● Problem to solve:
Reproduce the listing below without any changes, starting at its very first line and ending with the line that contains "[0,2,1200,660]", with both of those lines included.

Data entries
## begin

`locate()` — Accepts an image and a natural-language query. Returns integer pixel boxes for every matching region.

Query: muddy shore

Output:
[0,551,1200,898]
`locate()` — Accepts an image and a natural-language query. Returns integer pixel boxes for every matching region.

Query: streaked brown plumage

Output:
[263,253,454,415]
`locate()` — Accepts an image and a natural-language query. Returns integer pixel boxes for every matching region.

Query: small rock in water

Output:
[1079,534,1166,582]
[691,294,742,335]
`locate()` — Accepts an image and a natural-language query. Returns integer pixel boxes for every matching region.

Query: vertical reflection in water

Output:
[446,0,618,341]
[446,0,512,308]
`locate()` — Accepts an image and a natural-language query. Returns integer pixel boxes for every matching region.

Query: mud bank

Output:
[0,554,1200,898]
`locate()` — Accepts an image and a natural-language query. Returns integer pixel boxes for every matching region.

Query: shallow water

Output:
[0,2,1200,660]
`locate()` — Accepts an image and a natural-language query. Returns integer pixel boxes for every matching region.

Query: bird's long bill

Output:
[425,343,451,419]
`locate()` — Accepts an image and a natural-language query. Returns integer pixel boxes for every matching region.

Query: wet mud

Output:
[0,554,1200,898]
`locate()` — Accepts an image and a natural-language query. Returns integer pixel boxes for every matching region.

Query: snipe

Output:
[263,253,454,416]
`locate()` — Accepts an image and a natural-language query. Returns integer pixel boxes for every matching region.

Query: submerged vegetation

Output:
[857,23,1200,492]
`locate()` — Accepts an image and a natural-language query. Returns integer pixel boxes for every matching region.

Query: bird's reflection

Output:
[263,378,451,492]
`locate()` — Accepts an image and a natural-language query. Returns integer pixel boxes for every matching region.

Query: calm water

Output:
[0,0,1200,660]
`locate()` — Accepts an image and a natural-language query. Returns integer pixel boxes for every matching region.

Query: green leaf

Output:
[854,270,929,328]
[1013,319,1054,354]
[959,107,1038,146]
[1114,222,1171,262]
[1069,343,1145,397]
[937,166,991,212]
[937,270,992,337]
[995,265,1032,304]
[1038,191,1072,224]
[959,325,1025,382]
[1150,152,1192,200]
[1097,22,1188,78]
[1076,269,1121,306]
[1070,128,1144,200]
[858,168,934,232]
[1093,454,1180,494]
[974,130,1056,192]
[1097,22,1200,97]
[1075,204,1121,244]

## end

● Task answer:
`locate()` — Accepts an image and a natural-language query. Returns integer pixel boxes for every matching region.

Query: muddy shore

Output:
[0,551,1200,898]
`locate()` — Accepts an image and a natural-language query. Returns integer pixel boxes for every matching region.

Query: streaked brown plumage

Output:
[263,253,454,415]
`locate()` — Accepts an image and a natural-language query. Returns integer pixel boxes for every matching region.

Query: small rock in water

Output:
[1079,534,1166,582]
[691,294,742,335]
`locate()` — Accepts an image and a natural-language query. Returns integer pixel boxes for every matching region.

Query: vertical reflection in water

Output:
[446,0,618,341]
[446,0,512,308]
`locate()` — Accepts an image and a natural-language query. Returns integer pixel boxes for every matching region.

Query: mud bank

Output:
[0,554,1200,898]
`locate()` — Accepts an image and a natural-language query. Returns integer pixel boxes for every matching region.

Query: shallow water

Output:
[0,2,1200,660]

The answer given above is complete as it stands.